Exercise brief:
Although the records contain pictures, repeat only the text of every line exactly.

Given records:
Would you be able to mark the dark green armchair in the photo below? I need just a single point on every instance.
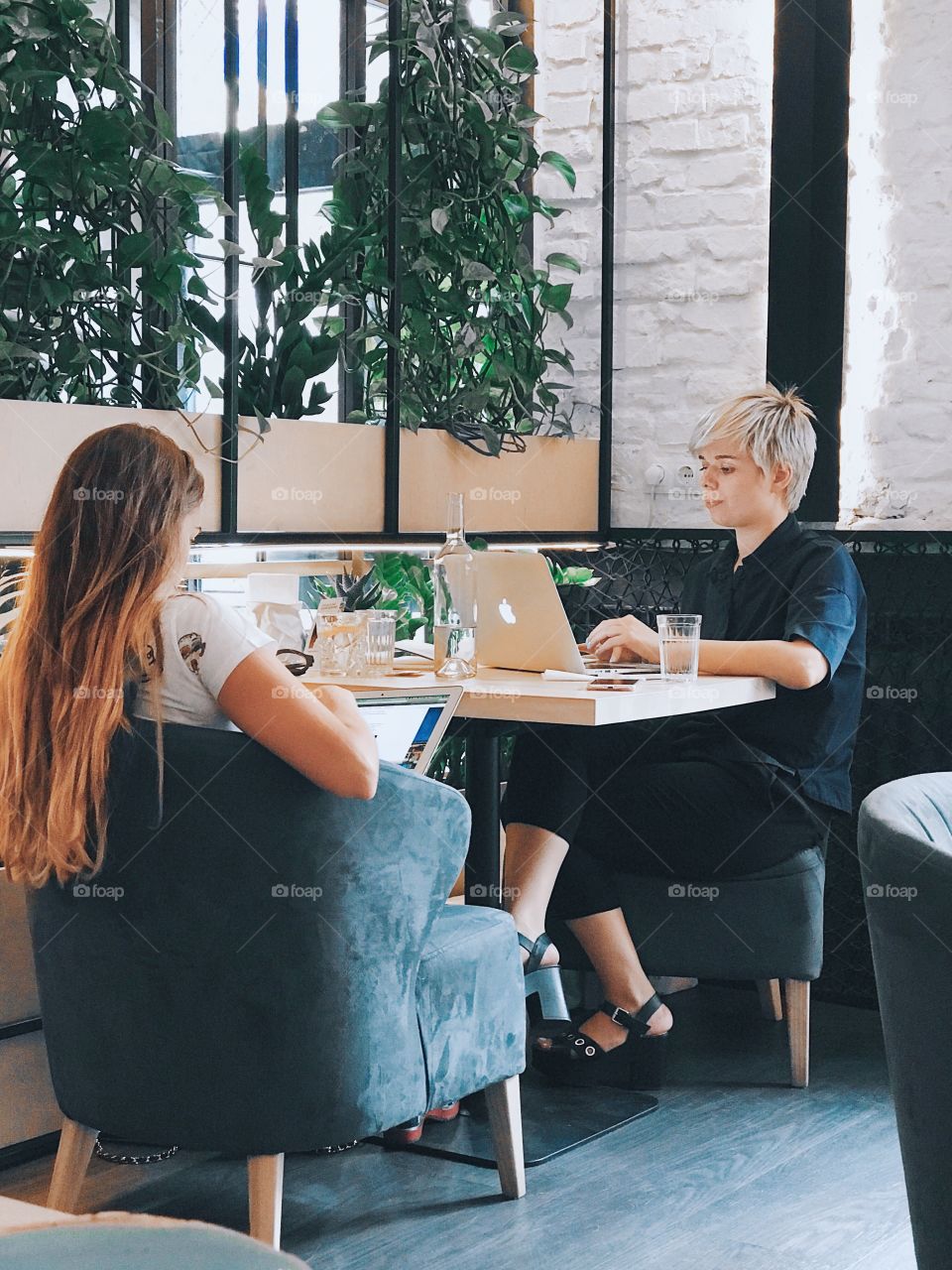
(262, 966)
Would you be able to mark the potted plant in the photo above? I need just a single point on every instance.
(95, 249)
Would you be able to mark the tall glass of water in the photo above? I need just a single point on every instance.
(454, 599)
(679, 638)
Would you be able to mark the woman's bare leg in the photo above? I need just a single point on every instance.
(534, 857)
(610, 949)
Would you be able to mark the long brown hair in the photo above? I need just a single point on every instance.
(108, 540)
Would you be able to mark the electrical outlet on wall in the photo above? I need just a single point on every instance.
(671, 477)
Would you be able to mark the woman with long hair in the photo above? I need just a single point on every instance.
(102, 615)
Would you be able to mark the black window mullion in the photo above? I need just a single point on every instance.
(391, 471)
(231, 191)
(122, 32)
(353, 87)
(806, 294)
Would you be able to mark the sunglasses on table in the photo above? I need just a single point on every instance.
(295, 661)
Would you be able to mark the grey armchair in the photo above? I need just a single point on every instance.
(262, 966)
(905, 856)
(766, 926)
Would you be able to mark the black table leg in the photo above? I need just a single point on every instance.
(553, 1119)
(483, 862)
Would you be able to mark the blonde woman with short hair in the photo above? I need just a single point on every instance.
(699, 797)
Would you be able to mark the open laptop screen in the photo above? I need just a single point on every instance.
(408, 728)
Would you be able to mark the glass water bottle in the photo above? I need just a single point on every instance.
(454, 599)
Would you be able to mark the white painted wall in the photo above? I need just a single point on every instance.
(897, 403)
(694, 85)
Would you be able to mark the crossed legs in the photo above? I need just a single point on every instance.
(534, 857)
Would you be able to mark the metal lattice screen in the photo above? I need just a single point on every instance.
(906, 720)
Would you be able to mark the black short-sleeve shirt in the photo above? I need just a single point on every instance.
(797, 584)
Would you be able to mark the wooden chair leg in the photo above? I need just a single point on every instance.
(72, 1159)
(266, 1180)
(797, 992)
(506, 1125)
(771, 1000)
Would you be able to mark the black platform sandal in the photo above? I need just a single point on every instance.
(544, 998)
(639, 1064)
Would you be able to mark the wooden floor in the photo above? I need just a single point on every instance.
(735, 1171)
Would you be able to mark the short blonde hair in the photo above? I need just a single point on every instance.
(771, 426)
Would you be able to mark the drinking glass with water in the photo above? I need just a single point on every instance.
(679, 642)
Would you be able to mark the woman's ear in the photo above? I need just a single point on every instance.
(782, 476)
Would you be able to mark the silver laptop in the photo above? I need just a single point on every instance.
(409, 724)
(520, 615)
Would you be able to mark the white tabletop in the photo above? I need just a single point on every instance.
(522, 697)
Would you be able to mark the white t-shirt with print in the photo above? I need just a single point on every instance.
(202, 642)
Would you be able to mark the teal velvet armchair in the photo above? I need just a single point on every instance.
(262, 966)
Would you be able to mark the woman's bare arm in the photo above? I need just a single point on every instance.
(317, 731)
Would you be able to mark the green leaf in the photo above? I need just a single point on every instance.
(558, 259)
(134, 250)
(347, 114)
(555, 298)
(508, 23)
(521, 60)
(561, 166)
(476, 272)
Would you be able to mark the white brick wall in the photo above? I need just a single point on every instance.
(897, 403)
(694, 81)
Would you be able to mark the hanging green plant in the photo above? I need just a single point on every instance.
(281, 363)
(95, 226)
(477, 352)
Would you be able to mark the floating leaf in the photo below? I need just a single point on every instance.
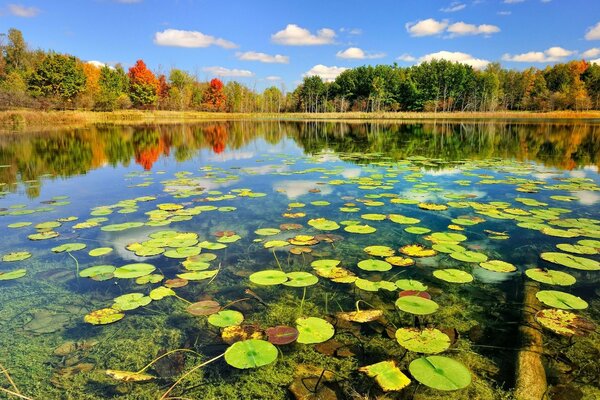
(250, 353)
(16, 256)
(314, 330)
(428, 340)
(103, 316)
(557, 299)
(498, 266)
(204, 307)
(387, 375)
(281, 335)
(571, 261)
(134, 270)
(416, 305)
(550, 277)
(453, 275)
(226, 318)
(268, 277)
(440, 373)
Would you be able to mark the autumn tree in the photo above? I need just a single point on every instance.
(214, 98)
(143, 85)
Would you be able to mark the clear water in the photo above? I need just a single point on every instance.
(366, 168)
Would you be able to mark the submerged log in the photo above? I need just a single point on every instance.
(531, 376)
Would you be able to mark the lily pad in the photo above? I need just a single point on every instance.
(440, 373)
(558, 299)
(251, 353)
(226, 318)
(314, 330)
(453, 275)
(387, 375)
(551, 277)
(374, 265)
(429, 340)
(268, 277)
(416, 305)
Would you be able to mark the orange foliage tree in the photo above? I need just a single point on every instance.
(214, 98)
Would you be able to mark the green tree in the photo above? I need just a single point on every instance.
(59, 76)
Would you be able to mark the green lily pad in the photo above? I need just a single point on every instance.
(416, 305)
(314, 330)
(226, 318)
(469, 256)
(68, 247)
(100, 251)
(428, 340)
(10, 275)
(498, 266)
(440, 373)
(557, 299)
(374, 265)
(134, 270)
(387, 375)
(453, 275)
(251, 353)
(571, 261)
(300, 279)
(16, 256)
(268, 277)
(551, 277)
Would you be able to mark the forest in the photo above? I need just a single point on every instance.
(46, 80)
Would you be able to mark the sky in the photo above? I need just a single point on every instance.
(273, 42)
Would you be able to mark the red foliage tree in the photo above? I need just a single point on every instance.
(214, 98)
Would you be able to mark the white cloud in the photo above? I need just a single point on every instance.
(226, 72)
(456, 56)
(328, 74)
(263, 57)
(549, 55)
(406, 58)
(453, 7)
(356, 53)
(294, 35)
(593, 32)
(179, 38)
(591, 53)
(461, 29)
(426, 27)
(19, 10)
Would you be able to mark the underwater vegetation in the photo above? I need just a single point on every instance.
(271, 272)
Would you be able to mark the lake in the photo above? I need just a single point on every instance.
(325, 260)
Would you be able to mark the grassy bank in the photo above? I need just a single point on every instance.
(27, 119)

Answer to this problem:
Would you be able to mark the dark green armchair in the photo below? I need just a single point on every instance.
(262, 966)
Would you be able to mark the potted plant in the photo above? I need just a single point on every instance.
(95, 249)
Would you be able to mark the tall glass of water in the photo above? I need just a single point on every instance.
(454, 599)
(679, 638)
Would you be able to mark the woman's bare leg in the photo above? I need just a single point on every instance.
(534, 857)
(610, 949)
Would you be able to mark the long brown hair in the photo above? I need just a single point on every instance.
(108, 540)
Would you be able to mark the electrical outlet on wall in the photo above? I need just a single point on every instance.
(671, 477)
Would you be able to mark the woman with long hair in the photo above? I need just a single point on every instance.
(102, 615)
Would you be able to mark the black window mullion in the photo above? I need just a single point on every instance.
(391, 471)
(231, 191)
(122, 32)
(353, 87)
(806, 294)
Would you be able to mark the sunglasses on table in the photo above? I need just a single point on every instance.
(295, 661)
Would you be able to mark the grey armchair in the photo above? I need just a single point on every instance.
(262, 966)
(905, 856)
(766, 926)
Would you be able to mark the black table leg in the photo above? I need just a single point on every instance.
(553, 1119)
(483, 862)
Would you be able to mark the blonde woman with short hair in the photo above? I need just a single point on every instance.
(699, 797)
Would you be able to mark the open laptop screen in the photo above? I need just a single point on every instance.
(408, 728)
Would you be able to mark the glass water bottle in the photo above? I need just a single point on every instance.
(454, 599)
Would you be able to mark the white painted wall in the photo above? I need just a single point on every instance.
(897, 403)
(694, 85)
Would you be able to mark the crossed legs in the photo above? I need just a single point on every instance.
(534, 857)
Would you be able to mark the metal lattice screen in the photo above? I need just a single point on every instance.
(906, 720)
Would you be able to mark the black short-sleeve shirt in the photo above? I need just a single point on every instance.
(797, 584)
Would you be able to mark the wooden chair leg in the photo above? I need just a single point on every instance.
(72, 1159)
(266, 1180)
(797, 992)
(506, 1125)
(771, 1000)
Would you be able to mark the black platform sandal in the photo above? I need just a single point on every instance.
(544, 998)
(639, 1064)
Would you be able to mark the wooden floor in the photo above? I need just a single point on every instance.
(735, 1171)
Would you be able to mark the short blonde hair in the photo above? I need just a single point on every instance.
(771, 426)
Would you be able to mark the drinking glass with water in the photo above? I need just a single point on every instance.
(679, 642)
Would you be able to mark the woman's ear in the photo above? I need just a single point on every instance.
(782, 476)
Would you be able to mark the silver laptop in the photo above? I need just a single point on every instance.
(409, 724)
(520, 615)
Would you be able to mark the white tabletop in the photo above? I need just a single point on every instance.
(522, 697)
Would you be able to mark the white t-shirt with print in the photo above? I need just a single point on every instance.
(202, 642)
Would you be able to mark the teal velvet armchair in the photo above? I need just a single point on every instance.
(262, 966)
Would you be able to mark the woman's bare arm in the photo above? I need just a single point on every instance.
(317, 731)
Would you be able to mark the green leaf in the photo above? I need just a single point on every instance.
(558, 259)
(134, 250)
(347, 114)
(555, 298)
(508, 23)
(521, 60)
(561, 166)
(476, 272)
Would you be able to mark the white brick wall in the photo above? I need just a single point on every instance.
(897, 403)
(694, 81)
Would you be able to mark the hanging green plant in the photo above? I need just a single point on every instance.
(281, 363)
(95, 226)
(477, 352)
Would you be able to mark the floating leaf in the photo below? I need just a single point on every instance.
(250, 353)
(16, 256)
(314, 330)
(428, 340)
(103, 316)
(557, 299)
(498, 266)
(204, 307)
(387, 375)
(281, 335)
(571, 261)
(134, 270)
(416, 305)
(550, 277)
(453, 275)
(226, 318)
(268, 277)
(440, 373)
Would you be able to mark the autumn tree in the photo above? I need just a single point on every instance.
(214, 98)
(143, 85)
Would you be able to mark the clear water in the photo above? I need just a single point on every instance.
(366, 168)
Would you be able to mark the submerged log in the photo above? I need just a single point on every instance.
(531, 376)
Would you be able to mark the lily pad in the photo above? I need just a single point on every instance.
(440, 373)
(558, 299)
(251, 353)
(226, 318)
(314, 330)
(453, 275)
(387, 375)
(551, 277)
(374, 265)
(429, 340)
(268, 277)
(416, 305)
Would you be able to mark the orange foliage tree in the photo above? I need just a single point on every instance.
(214, 98)
Would you be able to mark the green tree in the photo above? I need just a single point on every instance.
(59, 76)
Would you be able to mark the green lily pad in the photo above? I need just a single point on every instance.
(416, 305)
(314, 330)
(226, 318)
(469, 256)
(68, 247)
(100, 251)
(428, 340)
(10, 275)
(498, 266)
(440, 373)
(557, 299)
(374, 265)
(134, 270)
(387, 375)
(453, 275)
(251, 353)
(571, 261)
(300, 279)
(16, 256)
(268, 277)
(551, 277)
Would you be able to mark the forest in the photo above? I need just a single point on every instance.
(46, 80)
Would you be able to mark the sky in the photo above? I need just a single point on every instance.
(273, 42)
Would you be able to mark the red foliage tree in the photo above? I need just a single point on every instance.
(214, 98)
Would you be able to mark the white cloud in the photo above? I need just a single point on every instance.
(226, 72)
(456, 56)
(328, 74)
(263, 57)
(549, 55)
(406, 58)
(453, 7)
(356, 53)
(294, 35)
(593, 32)
(179, 38)
(591, 53)
(461, 29)
(426, 27)
(19, 10)
Would you be able to mark the underwater vegetation in the photo above? I need just a single point on every instance.
(271, 272)
Would you be able to mark the lake in the photo above? I need just a single point on every instance.
(325, 260)
Would you be able to mark the grassy bank in the photo above? I need just a single point on every instance.
(27, 119)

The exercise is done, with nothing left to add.